• [Passage shown]
-- -- --

09 January 2008

CD review: Bela Karoli, Furnished Rooms


Double-posted at The Donnybrook Writing Academy



Bela Karoli is complicated simplicity, a paradox. But this is a band that makes songs out of Emily Dickinson and T.S. Eliot poems for goodness sake. So complicated simplicity makes a kind of perfect sense.

Furnished Rooms, Bela Karoli’s debut release, will make you pay attention and listen to familiar sounds like they were new.

In the first track, “Snow,” the rich and warm signature upright bass sound of Julie Davis is followed by the artful bow strokes of Carrie Beeder’s violin and then by the recognizable airy tones of Brigid McAuliffe’s accordion. The music is as inventive and playful as you might suspect with that admittedly unusual orchestration.

-- -- --

• [Provided data]

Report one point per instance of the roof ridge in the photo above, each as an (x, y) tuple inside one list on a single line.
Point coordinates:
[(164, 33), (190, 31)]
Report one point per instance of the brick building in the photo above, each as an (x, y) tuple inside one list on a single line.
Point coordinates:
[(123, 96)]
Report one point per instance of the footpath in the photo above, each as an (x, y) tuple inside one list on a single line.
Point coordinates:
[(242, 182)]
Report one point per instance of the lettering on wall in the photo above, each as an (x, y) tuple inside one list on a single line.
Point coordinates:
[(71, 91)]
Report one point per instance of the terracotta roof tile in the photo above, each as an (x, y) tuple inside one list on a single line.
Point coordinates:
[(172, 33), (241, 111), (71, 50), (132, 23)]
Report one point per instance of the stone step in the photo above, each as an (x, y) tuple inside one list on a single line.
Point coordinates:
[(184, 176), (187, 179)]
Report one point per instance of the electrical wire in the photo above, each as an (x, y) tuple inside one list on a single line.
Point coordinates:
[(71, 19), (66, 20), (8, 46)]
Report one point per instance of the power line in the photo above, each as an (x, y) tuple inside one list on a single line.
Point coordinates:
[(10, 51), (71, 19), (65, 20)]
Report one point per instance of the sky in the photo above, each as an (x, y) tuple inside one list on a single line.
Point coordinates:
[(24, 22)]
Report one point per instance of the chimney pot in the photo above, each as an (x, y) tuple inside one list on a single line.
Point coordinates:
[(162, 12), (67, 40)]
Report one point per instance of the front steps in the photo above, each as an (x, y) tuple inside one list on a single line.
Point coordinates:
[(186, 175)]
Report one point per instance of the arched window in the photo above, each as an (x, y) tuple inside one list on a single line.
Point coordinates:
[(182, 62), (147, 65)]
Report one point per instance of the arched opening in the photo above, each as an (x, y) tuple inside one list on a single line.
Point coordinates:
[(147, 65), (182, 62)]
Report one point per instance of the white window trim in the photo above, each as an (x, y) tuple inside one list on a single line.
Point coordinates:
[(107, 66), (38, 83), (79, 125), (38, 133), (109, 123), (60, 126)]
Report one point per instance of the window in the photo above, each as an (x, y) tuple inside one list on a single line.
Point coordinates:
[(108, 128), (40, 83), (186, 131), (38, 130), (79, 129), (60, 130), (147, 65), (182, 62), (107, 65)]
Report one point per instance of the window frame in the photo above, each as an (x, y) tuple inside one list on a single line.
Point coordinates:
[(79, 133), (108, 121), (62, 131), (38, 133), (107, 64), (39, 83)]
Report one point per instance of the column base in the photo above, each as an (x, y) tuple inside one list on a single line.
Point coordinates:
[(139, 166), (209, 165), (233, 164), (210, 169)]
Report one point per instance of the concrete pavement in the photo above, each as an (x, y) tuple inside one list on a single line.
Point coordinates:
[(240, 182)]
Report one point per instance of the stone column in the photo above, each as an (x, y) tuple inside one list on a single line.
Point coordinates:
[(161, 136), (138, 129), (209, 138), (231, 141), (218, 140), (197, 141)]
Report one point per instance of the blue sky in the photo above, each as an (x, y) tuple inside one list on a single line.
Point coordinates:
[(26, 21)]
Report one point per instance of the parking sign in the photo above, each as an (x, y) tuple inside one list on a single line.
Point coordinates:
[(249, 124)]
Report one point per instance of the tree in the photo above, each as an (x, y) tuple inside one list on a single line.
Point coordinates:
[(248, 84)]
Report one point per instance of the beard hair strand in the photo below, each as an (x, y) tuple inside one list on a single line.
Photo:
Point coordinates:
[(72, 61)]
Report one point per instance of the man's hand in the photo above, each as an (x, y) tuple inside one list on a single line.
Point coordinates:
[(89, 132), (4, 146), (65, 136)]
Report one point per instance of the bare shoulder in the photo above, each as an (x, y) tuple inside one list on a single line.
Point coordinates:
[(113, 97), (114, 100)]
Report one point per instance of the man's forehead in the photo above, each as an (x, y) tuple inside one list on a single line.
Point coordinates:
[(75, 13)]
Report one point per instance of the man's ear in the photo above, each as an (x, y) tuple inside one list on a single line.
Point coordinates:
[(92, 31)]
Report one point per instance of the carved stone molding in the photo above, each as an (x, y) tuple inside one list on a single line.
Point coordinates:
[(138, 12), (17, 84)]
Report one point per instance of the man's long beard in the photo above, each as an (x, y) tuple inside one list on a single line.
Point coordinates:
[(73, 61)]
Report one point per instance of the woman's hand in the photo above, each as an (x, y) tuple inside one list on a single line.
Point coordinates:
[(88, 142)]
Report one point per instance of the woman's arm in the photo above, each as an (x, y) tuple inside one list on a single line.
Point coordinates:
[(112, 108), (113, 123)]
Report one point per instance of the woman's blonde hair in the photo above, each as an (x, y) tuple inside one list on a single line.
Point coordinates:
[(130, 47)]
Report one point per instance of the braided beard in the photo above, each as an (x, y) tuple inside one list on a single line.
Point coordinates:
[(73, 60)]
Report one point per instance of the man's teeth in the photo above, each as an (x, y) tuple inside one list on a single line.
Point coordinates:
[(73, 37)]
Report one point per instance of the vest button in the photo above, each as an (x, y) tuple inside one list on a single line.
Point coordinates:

-- -- --

• [Exercise aim]
Extract, word for word, the part of the CD review that begins at the words "CD review: Bela" and stops after "they were new.". The records were taken from a different source than the CD review.

• [Output of the task]
CD review: Bela Karoli, Furnished Rooms


Double-posted at The Donnybrook Writing Academy



Bela Karoli is complicated simplicity, a paradox. But this is a band that makes songs out of Emily Dickinson and T.S. Eliot poems for goodness sake. So complicated simplicity makes a kind of perfect sense.

Furnished Rooms, Bela Karoli’s debut release, will make you pay attention and listen to familiar sounds like they were new.